Activity: When the line with "negative clicks: (271, 201) (272, 202)" is found, repeat it and all lines that follow it exactly, stopping at the end of the listing.

Given records:
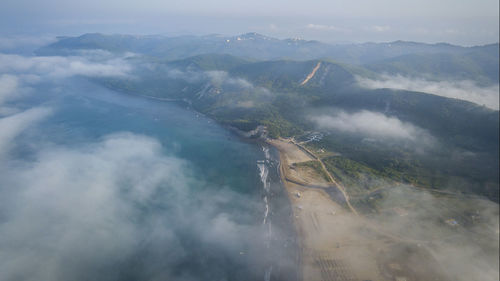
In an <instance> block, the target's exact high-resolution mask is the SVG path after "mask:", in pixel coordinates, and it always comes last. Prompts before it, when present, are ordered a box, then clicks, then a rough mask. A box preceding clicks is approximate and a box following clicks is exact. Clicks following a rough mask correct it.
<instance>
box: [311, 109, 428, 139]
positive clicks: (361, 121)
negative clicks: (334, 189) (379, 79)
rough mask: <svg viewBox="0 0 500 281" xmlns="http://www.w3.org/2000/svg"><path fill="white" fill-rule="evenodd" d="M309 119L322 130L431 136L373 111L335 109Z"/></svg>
mask: <svg viewBox="0 0 500 281" xmlns="http://www.w3.org/2000/svg"><path fill="white" fill-rule="evenodd" d="M310 120H311V121H313V122H314V123H315V124H316V125H317V126H318V127H319V128H320V129H323V130H338V131H342V132H347V133H353V134H360V135H364V136H367V137H373V138H379V139H394V140H410V141H417V140H418V141H422V140H423V138H425V139H427V140H429V139H430V138H431V137H430V135H428V133H426V132H425V131H424V130H423V129H421V128H419V127H416V126H414V125H412V124H410V123H406V122H402V121H401V120H399V119H398V118H396V117H391V116H387V115H384V114H382V113H378V112H373V111H366V110H363V111H359V112H355V113H348V112H345V111H337V112H335V113H333V114H322V115H312V116H311V117H310Z"/></svg>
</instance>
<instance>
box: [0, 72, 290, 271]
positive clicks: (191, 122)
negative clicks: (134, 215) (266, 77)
mask: <svg viewBox="0 0 500 281" xmlns="http://www.w3.org/2000/svg"><path fill="white" fill-rule="evenodd" d="M16 106H17V107H19V108H25V109H27V108H30V107H34V106H44V107H50V108H52V110H53V113H52V114H51V115H50V116H49V117H48V118H46V119H44V120H43V121H41V122H40V123H39V124H38V125H37V126H33V127H30V128H28V129H27V130H25V131H24V132H23V133H22V134H21V135H20V136H19V137H18V138H17V139H16V145H15V146H14V147H13V148H12V151H11V157H12V159H15V160H16V161H24V162H27V163H30V161H35V162H36V161H37V160H36V159H37V153H39V151H40V147H47V146H49V147H64V148H65V149H68V150H71V149H78V150H82V147H83V148H85V147H86V146H88V145H89V144H92V143H99V142H102V141H103V139H106V137H107V136H109V135H110V134H111V135H112V134H116V133H119V132H129V133H133V134H136V135H144V136H148V137H151V138H153V139H155V140H157V141H159V142H160V143H161V153H162V154H164V155H165V157H170V158H175V159H179V161H182V163H183V167H184V171H183V177H185V178H188V179H187V180H186V182H187V184H186V186H185V187H184V189H185V190H182V191H178V190H177V189H175V188H172V187H171V186H169V185H170V184H171V183H166V186H165V187H161V188H159V189H158V190H159V191H158V193H157V195H155V197H154V198H151V199H150V201H148V202H151V203H150V204H149V205H145V204H142V205H141V206H134V205H133V204H135V203H133V202H132V201H133V200H132V201H130V202H129V201H126V204H129V205H132V206H133V207H131V208H133V209H134V210H138V211H134V214H135V216H134V219H133V220H134V224H133V225H131V226H130V227H132V228H136V229H139V230H138V231H136V232H138V233H140V235H139V236H140V237H138V238H136V240H133V241H132V242H130V241H129V243H132V244H133V246H130V245H123V246H124V247H125V246H127V247H128V246H130V247H128V248H127V249H129V250H128V251H127V252H126V254H125V255H124V256H120V257H116V256H111V257H110V258H109V262H107V263H106V264H93V263H90V264H88V265H85V264H83V265H82V264H81V262H78V260H76V261H75V265H74V267H75V269H73V272H72V271H68V270H67V269H64V270H63V269H61V268H58V267H64V265H63V264H57V263H56V265H55V267H56V269H55V271H56V273H57V274H56V275H57V276H59V277H61V278H65V277H67V276H72V278H73V280H80V279H88V278H89V276H90V277H92V279H95V280H137V279H141V280H147V279H159V280H164V279H165V280H166V279H168V280H293V279H295V277H296V275H295V274H296V273H295V272H293V271H294V268H295V264H294V262H295V261H294V259H295V257H294V255H296V254H297V252H296V249H295V248H294V247H295V240H294V239H295V238H294V235H293V231H292V227H291V223H290V222H289V219H290V218H289V214H290V210H289V206H288V204H287V199H286V196H285V195H284V194H283V192H282V188H281V185H280V183H279V176H278V174H277V171H278V169H277V165H278V164H279V163H278V161H277V160H276V159H277V157H276V155H275V156H274V158H273V157H271V156H270V153H269V148H268V147H265V146H264V147H263V146H262V145H260V144H257V143H251V142H247V141H245V140H242V139H240V138H239V137H237V136H235V135H234V134H233V133H231V132H229V131H228V130H226V129H225V128H223V127H221V126H220V125H218V124H216V123H215V122H214V121H213V120H211V119H210V118H207V117H205V116H203V115H201V114H199V113H197V112H194V111H193V110H191V109H189V107H188V106H187V105H186V104H182V103H172V102H160V101H157V100H151V99H148V98H143V97H136V96H130V95H125V94H121V93H117V92H114V91H111V90H108V89H105V88H103V87H101V86H98V85H95V84H93V83H92V82H89V81H86V80H84V79H79V78H73V79H69V80H66V81H64V82H62V83H59V84H58V85H50V84H47V85H43V86H40V87H38V88H36V89H33V91H32V92H31V94H30V95H29V96H27V97H25V98H24V99H22V100H19V101H17V102H16ZM274 153H276V152H274ZM131 173H133V171H131ZM172 184H173V183H172ZM172 190H174V191H172ZM177 193H181V195H182V196H181V195H179V194H177ZM62 197H64V194H63V195H62ZM174 198H175V199H174ZM178 198H187V199H182V200H180V199H178ZM197 208H199V210H198V209H197ZM158 217H159V218H160V219H159V220H160V221H161V223H160V224H161V226H162V227H161V228H153V230H154V231H152V232H155V233H156V232H160V234H159V235H160V236H161V237H163V238H162V239H160V240H161V241H160V242H158V241H157V240H158V239H157V236H155V235H157V234H158V233H156V234H154V235H153V234H151V233H149V232H148V231H146V230H142V229H143V228H146V227H151V226H150V225H149V221H150V220H152V219H155V220H156V219H158ZM145 221H147V222H148V224H147V225H146V224H145V223H143V222H145ZM273 221H276V223H274V222H273ZM205 223H206V225H205ZM128 224H130V222H128ZM47 227H48V228H50V227H51V225H48V226H47ZM165 229H166V230H165ZM0 230H1V229H0ZM167 230H168V231H167ZM205 230H206V231H207V234H205V233H204V231H205ZM65 231H67V230H66V229H65ZM141 231H142V232H141ZM161 231H165V233H162V232H161ZM167 233H168V235H171V236H172V237H173V238H172V237H170V236H168V237H169V238H168V239H167V238H164V236H165V235H167ZM214 233H215V234H214ZM111 234H113V235H117V236H119V235H120V233H118V230H117V233H113V231H111ZM7 242H8V241H7ZM90 250H92V249H90ZM93 250H95V251H96V253H95V254H96V255H99V254H98V252H99V250H101V249H93ZM59 271H60V272H59ZM84 273H85V274H84Z"/></svg>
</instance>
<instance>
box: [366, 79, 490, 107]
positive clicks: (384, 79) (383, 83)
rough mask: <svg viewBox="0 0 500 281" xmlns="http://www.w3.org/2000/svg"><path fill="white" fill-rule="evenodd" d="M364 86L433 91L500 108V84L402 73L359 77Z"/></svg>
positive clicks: (376, 88) (441, 94) (392, 88)
mask: <svg viewBox="0 0 500 281" xmlns="http://www.w3.org/2000/svg"><path fill="white" fill-rule="evenodd" d="M357 79H358V82H359V84H360V85H361V86H362V87H365V88H369V89H380V88H392V89H401V90H409V91H418V92H424V93H431V94H435V95H438V96H443V97H447V98H455V99H461V100H466V101H470V102H474V103H477V104H479V105H485V106H486V107H489V108H491V109H495V110H498V109H499V85H498V84H497V85H493V86H489V87H480V86H478V85H477V84H476V83H475V82H473V81H469V80H464V81H429V80H425V79H418V78H408V77H405V76H401V75H395V76H391V75H383V76H382V77H381V79H379V80H372V79H368V78H362V77H357Z"/></svg>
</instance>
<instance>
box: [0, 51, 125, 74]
mask: <svg viewBox="0 0 500 281" xmlns="http://www.w3.org/2000/svg"><path fill="white" fill-rule="evenodd" d="M130 70H131V66H130V65H129V64H128V63H127V62H125V61H124V60H123V59H121V58H114V59H110V60H107V61H105V62H103V63H96V62H92V61H90V60H88V59H86V58H84V57H58V56H54V57H25V56H19V55H8V54H0V72H4V73H19V72H22V73H32V74H39V75H44V76H45V75H46V76H49V77H51V78H64V77H69V76H73V75H84V76H126V75H127V74H128V73H129V72H130Z"/></svg>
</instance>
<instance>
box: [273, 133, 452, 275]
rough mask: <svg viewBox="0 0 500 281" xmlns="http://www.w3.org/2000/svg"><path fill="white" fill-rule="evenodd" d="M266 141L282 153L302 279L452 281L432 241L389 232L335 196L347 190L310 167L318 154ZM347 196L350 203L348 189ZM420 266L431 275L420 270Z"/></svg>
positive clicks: (294, 144)
mask: <svg viewBox="0 0 500 281" xmlns="http://www.w3.org/2000/svg"><path fill="white" fill-rule="evenodd" d="M266 142H267V143H268V144H269V145H271V146H273V147H275V148H276V149H277V150H278V152H279V159H280V169H279V172H280V178H281V181H282V183H283V187H284V189H285V190H286V193H287V195H288V199H289V201H290V204H291V206H292V218H293V224H294V227H295V230H296V233H297V240H298V241H297V245H298V247H299V255H300V257H299V262H298V263H299V264H300V270H299V272H300V274H301V278H299V279H300V280H307V281H313V280H325V281H334V280H345V281H347V280H371V281H377V280H380V281H382V280H449V278H447V277H445V276H446V274H444V273H443V272H442V271H441V269H439V267H438V266H436V262H435V260H434V259H433V258H432V257H431V256H430V255H429V249H428V247H427V246H426V245H425V244H422V243H426V242H423V241H415V240H411V239H407V238H403V237H400V236H397V235H394V234H392V233H389V232H387V231H386V230H385V229H383V228H382V227H381V226H379V225H376V224H375V223H373V222H372V221H370V220H369V219H368V218H366V217H364V216H361V215H359V214H358V213H357V212H356V210H355V209H353V208H352V206H350V204H342V202H341V200H340V201H339V198H336V197H335V196H332V194H334V193H335V192H331V190H332V189H338V190H341V189H343V188H344V187H343V186H342V185H340V184H338V183H337V182H336V181H335V179H333V177H332V176H331V175H330V177H331V181H329V180H327V179H324V178H322V177H321V176H320V175H319V173H318V172H317V170H316V171H315V170H314V169H312V168H310V166H308V165H304V163H308V162H309V163H310V162H314V161H319V162H322V161H321V159H319V158H318V157H317V156H316V155H314V153H313V152H311V151H308V150H307V149H305V148H303V147H301V146H300V144H297V143H295V142H294V141H293V140H288V139H267V140H266ZM323 168H325V167H324V165H323ZM341 191H342V190H341ZM336 192H339V191H336ZM339 193H340V192H339ZM341 193H342V194H343V196H346V197H345V198H344V199H345V200H348V199H346V198H348V197H347V196H348V195H347V194H346V193H345V190H344V191H342V192H341ZM337 194H338V193H337ZM410 252H411V254H407V253H410ZM416 261H418V263H419V266H422V267H423V268H426V269H427V270H424V271H420V270H417V271H416V270H415V268H414V266H415V262H416ZM436 278H437V279H436Z"/></svg>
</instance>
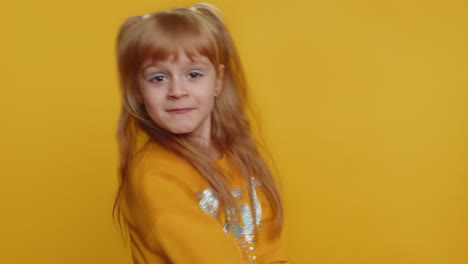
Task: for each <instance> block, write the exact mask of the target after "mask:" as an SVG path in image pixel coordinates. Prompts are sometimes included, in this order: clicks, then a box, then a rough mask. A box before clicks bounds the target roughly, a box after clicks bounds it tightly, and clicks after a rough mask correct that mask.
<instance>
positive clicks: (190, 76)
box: [189, 71, 205, 79]
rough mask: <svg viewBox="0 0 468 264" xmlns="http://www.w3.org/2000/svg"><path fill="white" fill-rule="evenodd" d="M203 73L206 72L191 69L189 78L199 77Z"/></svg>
mask: <svg viewBox="0 0 468 264" xmlns="http://www.w3.org/2000/svg"><path fill="white" fill-rule="evenodd" d="M203 75H205V73H204V72H202V71H191V72H190V73H189V78H190V79H197V78H200V77H202V76H203Z"/></svg>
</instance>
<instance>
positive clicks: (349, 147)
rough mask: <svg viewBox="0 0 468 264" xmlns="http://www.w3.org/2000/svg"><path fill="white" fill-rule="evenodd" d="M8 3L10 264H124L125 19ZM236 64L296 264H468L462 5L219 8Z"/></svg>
mask: <svg viewBox="0 0 468 264" xmlns="http://www.w3.org/2000/svg"><path fill="white" fill-rule="evenodd" d="M194 3H196V2H195V1H155V0H151V1H150V0H139V1H122V0H113V1H90V0H82V1H58V0H42V1H32V0H27V1H13V0H7V1H2V7H1V11H0V15H1V18H0V19H1V20H0V22H1V25H2V26H1V28H2V32H1V41H0V50H1V53H0V55H1V59H0V61H1V62H0V65H1V76H2V78H1V94H2V95H1V98H2V99H1V102H2V103H1V106H0V107H1V108H0V110H1V115H0V116H1V128H2V129H1V137H0V144H1V146H0V149H1V150H0V153H1V154H0V158H1V162H0V164H1V175H2V183H1V186H2V187H1V192H0V199H1V220H0V226H1V230H2V232H1V234H0V252H1V254H0V262H1V263H67V264H72V263H80V264H82V263H114V264H116V263H122V264H123V263H131V260H130V255H129V250H128V248H124V247H123V242H122V240H121V239H120V237H119V235H118V233H117V229H116V228H115V227H114V226H113V223H112V218H111V207H112V202H113V198H114V192H115V189H116V183H117V181H116V180H117V178H116V167H117V147H116V140H115V129H116V122H117V116H118V111H119V105H118V104H119V94H118V88H117V85H118V84H117V76H116V67H115V56H114V45H115V37H116V34H117V29H118V27H119V25H120V24H121V23H122V22H123V20H124V19H125V18H126V17H128V16H130V15H143V14H146V13H149V12H151V11H156V10H160V9H166V8H170V7H174V6H178V5H181V6H187V5H191V4H194ZM211 3H213V4H216V5H217V6H219V7H220V8H221V9H222V10H223V11H224V17H225V19H226V22H227V24H228V26H229V27H230V29H231V31H232V33H233V35H234V38H235V40H236V42H237V45H238V47H239V51H240V55H241V57H242V60H243V63H244V65H245V68H246V72H247V74H248V78H249V82H250V85H251V88H252V90H251V94H252V102H253V105H254V108H255V109H258V115H259V117H260V118H259V120H260V124H261V126H262V128H263V133H264V136H265V140H266V142H267V144H268V146H269V147H270V150H271V152H272V154H273V157H274V158H275V160H276V164H277V167H278V170H279V172H280V175H281V176H282V186H283V192H284V199H285V205H286V210H287V211H286V217H287V218H286V231H287V234H288V236H289V243H288V245H289V248H290V252H291V253H292V254H293V255H295V256H296V257H297V258H298V263H319V264H362V263H372V264H387V263H388V264H406V263H408V264H410V263H411V264H417V263H421V264H422V263H424V264H462V263H465V264H466V263H468V230H467V229H468V196H467V187H468V181H467V176H468V175H467V161H468V154H467V152H468V145H467V138H468V134H467V132H468V131H467V118H466V117H467V107H466V102H467V99H468V92H467V88H468V46H467V45H468V8H467V4H466V1H463V0H460V1H455V0H445V1H443V0H436V1H413V0H410V1H408V0H396V1H395V0H392V1H363V0H353V1H344V0H326V1H324V0H322V1H315V0H314V1H297V0H290V1H265V0H262V1H260V0H258V1H248V0H236V1H212V2H211Z"/></svg>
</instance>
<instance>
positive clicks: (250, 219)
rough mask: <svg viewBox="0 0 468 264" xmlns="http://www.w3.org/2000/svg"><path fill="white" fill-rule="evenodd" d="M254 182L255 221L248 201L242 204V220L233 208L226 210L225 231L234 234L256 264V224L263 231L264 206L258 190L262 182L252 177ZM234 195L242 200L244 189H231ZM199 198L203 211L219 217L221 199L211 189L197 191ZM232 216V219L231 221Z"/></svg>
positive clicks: (202, 210)
mask: <svg viewBox="0 0 468 264" xmlns="http://www.w3.org/2000/svg"><path fill="white" fill-rule="evenodd" d="M251 184H252V199H253V204H254V207H255V208H254V210H255V213H256V217H255V221H254V219H253V216H252V211H251V209H250V206H249V204H248V203H244V204H241V205H240V213H241V215H240V216H241V221H242V223H239V222H238V221H237V219H236V218H235V217H234V218H232V215H233V213H234V212H233V209H231V210H225V212H226V219H225V220H226V221H225V224H224V225H223V231H224V232H225V233H226V236H228V237H229V236H230V235H231V234H233V235H234V239H235V240H236V242H237V243H238V244H239V246H240V247H241V249H242V251H243V253H244V257H245V259H246V261H247V262H248V263H251V264H255V263H257V261H256V245H255V233H254V228H255V226H254V225H256V226H257V229H258V231H259V232H261V225H262V207H261V205H260V202H259V199H258V195H257V190H256V188H257V187H259V188H260V189H261V184H260V182H259V181H258V180H257V179H255V178H254V177H252V178H251ZM231 194H232V196H233V197H234V198H235V199H236V201H237V202H241V201H242V200H243V197H244V193H243V191H242V189H240V188H235V189H233V190H231ZM197 196H198V199H199V205H200V208H201V210H202V211H203V212H205V213H207V214H208V215H211V216H213V217H218V213H219V211H218V210H219V201H218V199H217V197H216V196H215V195H214V193H213V191H212V190H211V189H206V190H204V191H203V192H198V193H197ZM231 218H232V221H231ZM229 222H232V226H231V227H230V226H229Z"/></svg>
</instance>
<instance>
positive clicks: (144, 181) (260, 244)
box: [122, 141, 292, 264]
mask: <svg viewBox="0 0 468 264" xmlns="http://www.w3.org/2000/svg"><path fill="white" fill-rule="evenodd" d="M215 163H216V165H217V166H219V168H220V169H221V171H223V172H224V173H227V174H226V176H227V178H228V179H230V180H229V186H230V187H231V191H232V195H233V196H234V197H235V198H236V200H237V201H238V203H239V205H240V209H241V215H242V217H241V223H234V224H233V226H232V227H231V228H229V227H228V226H227V224H226V223H227V222H226V219H225V217H224V215H226V214H225V212H224V211H223V210H222V209H221V208H218V200H217V199H216V197H215V196H214V195H213V193H212V192H211V190H210V189H209V186H208V184H207V183H206V181H205V180H204V179H203V178H202V176H201V175H200V173H199V172H198V171H197V170H195V169H194V168H193V167H192V166H190V165H189V164H188V163H187V162H185V161H184V160H182V159H181V158H179V157H177V156H176V155H174V154H173V153H171V152H169V151H167V150H165V149H164V148H162V147H161V146H159V145H158V144H156V143H154V142H153V141H148V142H147V143H146V145H145V146H144V148H143V149H142V150H141V151H139V152H138V153H137V155H136V156H135V158H134V159H133V161H132V164H131V169H130V177H129V184H128V188H127V194H126V195H127V200H128V204H122V207H123V213H124V217H125V218H126V220H127V223H128V230H129V235H130V246H131V252H132V259H133V262H134V263H135V264H162V263H175V264H240V263H244V264H245V263H256V264H267V263H268V264H271V263H292V262H291V259H290V258H287V257H286V255H285V252H284V248H283V243H282V239H281V237H280V239H273V238H272V232H273V217H272V212H271V210H270V206H269V203H268V202H267V200H266V197H265V196H264V194H263V192H262V191H261V186H259V184H258V183H257V182H256V181H255V180H254V179H252V180H253V181H254V186H256V187H255V188H254V189H255V195H254V202H255V210H256V212H257V215H258V217H257V219H252V216H251V213H250V210H249V208H250V207H249V203H248V191H247V189H246V187H245V184H243V181H241V180H240V179H241V178H242V177H240V175H239V174H238V173H235V170H233V169H231V166H230V165H229V163H228V161H227V160H226V159H225V158H223V159H221V160H218V161H215ZM254 224H257V225H258V226H259V227H260V230H261V232H260V233H259V235H258V237H257V238H255V237H254V233H253V225H254Z"/></svg>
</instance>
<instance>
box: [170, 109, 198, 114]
mask: <svg viewBox="0 0 468 264" xmlns="http://www.w3.org/2000/svg"><path fill="white" fill-rule="evenodd" d="M192 110H193V108H174V109H169V110H166V111H167V112H169V113H173V114H185V113H188V112H190V111H192Z"/></svg>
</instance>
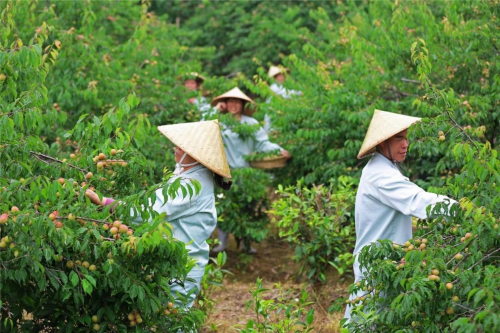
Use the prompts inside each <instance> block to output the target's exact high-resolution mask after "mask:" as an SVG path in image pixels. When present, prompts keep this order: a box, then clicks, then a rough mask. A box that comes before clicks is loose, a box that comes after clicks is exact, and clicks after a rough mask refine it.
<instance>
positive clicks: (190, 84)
mask: <svg viewBox="0 0 500 333" xmlns="http://www.w3.org/2000/svg"><path fill="white" fill-rule="evenodd" d="M184 87H186V88H187V89H188V90H189V91H195V90H198V88H199V87H200V84H199V83H198V81H196V80H195V79H187V80H185V81H184Z"/></svg>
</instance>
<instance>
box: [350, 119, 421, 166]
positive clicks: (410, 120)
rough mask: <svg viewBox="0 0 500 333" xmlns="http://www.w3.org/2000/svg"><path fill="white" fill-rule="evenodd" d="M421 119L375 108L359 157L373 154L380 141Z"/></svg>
mask: <svg viewBox="0 0 500 333" xmlns="http://www.w3.org/2000/svg"><path fill="white" fill-rule="evenodd" d="M420 119H421V118H417V117H410V116H405V115H402V114H398V113H392V112H387V111H381V110H375V113H374V114H373V118H372V120H371V122H370V126H369V127H368V131H367V132H366V136H365V140H364V141H363V144H362V145H361V149H360V150H359V153H358V158H363V157H366V156H368V155H371V154H373V153H374V152H375V147H376V146H377V145H378V144H379V143H382V142H384V141H385V140H387V139H389V138H390V137H392V136H394V135H396V134H398V133H399V132H401V131H403V130H405V129H407V128H408V127H410V126H411V124H413V123H415V122H417V121H419V120H420Z"/></svg>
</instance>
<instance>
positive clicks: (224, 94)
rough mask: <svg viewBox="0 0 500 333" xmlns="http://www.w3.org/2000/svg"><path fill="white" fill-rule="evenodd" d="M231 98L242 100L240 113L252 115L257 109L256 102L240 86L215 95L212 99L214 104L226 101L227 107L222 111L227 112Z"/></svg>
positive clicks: (243, 114)
mask: <svg viewBox="0 0 500 333" xmlns="http://www.w3.org/2000/svg"><path fill="white" fill-rule="evenodd" d="M231 98H232V99H238V100H240V101H241V103H242V105H241V112H240V115H241V114H243V115H245V116H251V115H252V114H253V113H254V112H255V110H256V104H255V102H254V101H253V100H252V99H251V98H250V97H248V96H247V95H246V94H245V93H244V92H242V91H241V90H240V89H239V88H238V87H234V88H233V89H231V90H229V91H227V92H226V93H224V94H222V95H220V96H217V97H215V98H214V99H213V100H212V103H211V104H212V106H216V105H217V104H218V103H220V102H225V103H226V108H225V109H224V110H221V113H225V112H227V111H229V110H228V108H227V102H228V99H231ZM236 103H238V102H236ZM231 113H232V114H235V113H233V112H231Z"/></svg>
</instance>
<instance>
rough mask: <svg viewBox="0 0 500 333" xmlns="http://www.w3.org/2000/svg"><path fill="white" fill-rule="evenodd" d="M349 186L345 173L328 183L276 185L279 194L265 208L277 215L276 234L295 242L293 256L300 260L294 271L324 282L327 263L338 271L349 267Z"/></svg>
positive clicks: (352, 222) (315, 281) (350, 183)
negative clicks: (271, 201) (272, 202)
mask: <svg viewBox="0 0 500 333" xmlns="http://www.w3.org/2000/svg"><path fill="white" fill-rule="evenodd" d="M352 187H353V183H352V179H350V178H348V177H340V178H339V179H338V181H336V182H333V181H332V182H331V184H330V187H326V186H324V185H319V186H313V187H311V188H308V187H305V186H304V185H303V180H302V181H299V182H298V183H297V185H296V186H289V187H287V188H283V186H281V185H279V186H278V189H277V191H276V193H278V194H279V195H280V198H279V199H278V200H277V201H275V202H274V203H273V204H272V210H270V211H269V212H270V213H271V214H273V215H274V216H276V218H277V219H278V222H277V226H278V228H279V235H280V237H283V238H285V239H286V240H287V241H289V242H290V243H291V244H293V245H294V246H295V254H294V256H293V258H294V260H295V261H297V262H300V263H301V267H300V270H299V272H298V273H300V274H304V275H305V276H306V277H307V278H308V279H309V280H310V281H312V282H318V281H319V282H326V280H327V278H326V274H327V272H328V268H330V267H331V266H334V267H335V268H336V269H337V270H338V272H339V274H340V275H341V274H344V273H345V272H346V271H350V270H351V267H352V263H353V260H352V255H351V254H350V252H351V251H352V244H353V243H354V240H355V239H354V230H353V229H354V228H353V222H354V216H353V213H352V207H353V206H354V196H355V192H354V191H353V190H352Z"/></svg>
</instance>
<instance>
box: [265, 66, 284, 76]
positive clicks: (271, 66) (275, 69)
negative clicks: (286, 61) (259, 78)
mask: <svg viewBox="0 0 500 333" xmlns="http://www.w3.org/2000/svg"><path fill="white" fill-rule="evenodd" d="M279 73H281V69H280V68H279V67H278V66H271V67H269V72H267V75H269V77H270V78H273V77H275V76H276V75H278V74H279Z"/></svg>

Expected answer:
negative clicks: (271, 201) (272, 202)
mask: <svg viewBox="0 0 500 333" xmlns="http://www.w3.org/2000/svg"><path fill="white" fill-rule="evenodd" d="M352 187H353V183H352V179H350V178H348V177H340V178H339V179H338V181H336V182H333V181H332V182H331V184H330V187H326V186H324V185H319V186H313V187H311V188H308V187H305V186H304V185H303V180H302V181H299V182H298V183H297V185H296V186H289V187H287V188H283V186H281V185H279V186H278V189H277V191H276V193H278V194H279V195H280V198H279V199H278V200H277V201H275V202H274V203H273V204H272V210H270V211H269V212H270V213H271V214H273V215H274V216H276V218H277V219H278V222H277V226H278V228H279V235H280V237H283V238H285V239H286V240H287V241H289V242H290V243H291V244H293V245H294V246H295V254H294V256H293V258H294V260H295V261H297V262H300V263H301V267H300V270H299V272H298V273H300V274H304V275H305V276H306V277H307V278H308V279H309V280H310V281H312V282H318V281H319V282H326V280H327V278H326V274H327V272H328V268H330V267H331V266H334V267H335V268H336V269H337V270H338V272H339V274H340V275H341V274H344V273H345V272H346V271H350V270H351V267H352V263H353V260H352V255H351V254H350V252H351V251H352V244H353V243H354V240H355V239H354V230H353V229H354V228H353V222H354V216H353V213H352V207H353V206H354V196H355V192H354V191H353V190H352Z"/></svg>
</instance>
<instance>
box: [265, 66, 284, 76]
positive clicks: (271, 66) (275, 69)
negative clicks: (286, 61) (259, 78)
mask: <svg viewBox="0 0 500 333" xmlns="http://www.w3.org/2000/svg"><path fill="white" fill-rule="evenodd" d="M279 73H281V69H280V68H279V67H278V66H271V67H269V72H267V75H269V77H270V78H273V77H275V76H276V75H278V74H279Z"/></svg>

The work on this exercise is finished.